_Texte du document_.
##############################

« Gulbudin hocha la tête. Il avait désormais une dette envers ce commerçant malhonnête, rapiat et vicieux. C’était toujours la même histoire : les vrais malfrats narguaient la police et il fallait leur donner quelque chose en échange des renseignements qui lui permettaient d’avancer dans ses enquêtes. Le marchand le tenait, il le savait. Un jour, il présenterait l’addition et il faudrait bien que Gulbudin lui renvoie l’ascenseurn, même si, à l’instant présent, son désir le plus cher était de lui vider son chargeur de pistolet dans le ventre. »
Cédric Bannel, Baad, Éditions Robert Laffont – Points Policier, 2016, p. 78.
Motivations initiales
Quais du Polar 2018, à Lyon. Après avoir déjà fait ce pour quoi nous sommes venus, nous faisons un tour supplémentaire, histoire de voir s’il n’y a pas un livre ou un auteur qui nous ferait de l’œil. Et, justement, sur l’un des étalages, un livre. Visiblement, un policier qui se déroule en Afghanistan. L’auteur est là. Cédric Bannel, est-ce écrit. Inconnu de nous. Un regard. Il nous adresse la parole…
Synopsis
Deux histoires dont les fils vont se croiser. D’un côté, le Qomaandaan Oussama Kandar, ancien sniper de Massoud, devenu patron de la brigade criminelle à Kaboul. Intègre, droit, croyant, il est en lutte avec les criminels, mais aussi avec l’essentiel de l’administration de son pays, corrompue et prête à toutes les compromissions. Du coup, au moment de traquer un tueur de petites filles – un troisième cadavre vient d’être découvert -, il sait ne pas pouvoir compter sur beaucoup d’aide, en dehors de celle de sa femme, Malalai, gynécologue, de Katoun, médecin légiste, et de sa petite équipe – Gulbudin, son adjoint, qui a perdu une jambe durant la guerre, Rangin, Babour et Chinar. Heureusement, Kandar peut aussi compter sur le soutien de Mollah Bakir, taliban modéré, et sur ses réflexes de combattant.

##############################

_Travail à faire_. Dans la présentation du roman Baad, quel poste occupe Oussama Kandar à Kaboul ? Les entrées ne sont pas nécessaires pour répondre.

_Informations fournies_.

##############################

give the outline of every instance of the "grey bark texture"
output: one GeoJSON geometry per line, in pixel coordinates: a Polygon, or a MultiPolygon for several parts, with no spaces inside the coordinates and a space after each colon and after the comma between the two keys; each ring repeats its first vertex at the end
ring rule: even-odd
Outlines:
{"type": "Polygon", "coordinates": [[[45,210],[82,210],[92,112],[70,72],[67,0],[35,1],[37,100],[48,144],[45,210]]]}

##############################

_Réponse_. Il est le patron de la brigade criminelle de Kaboul.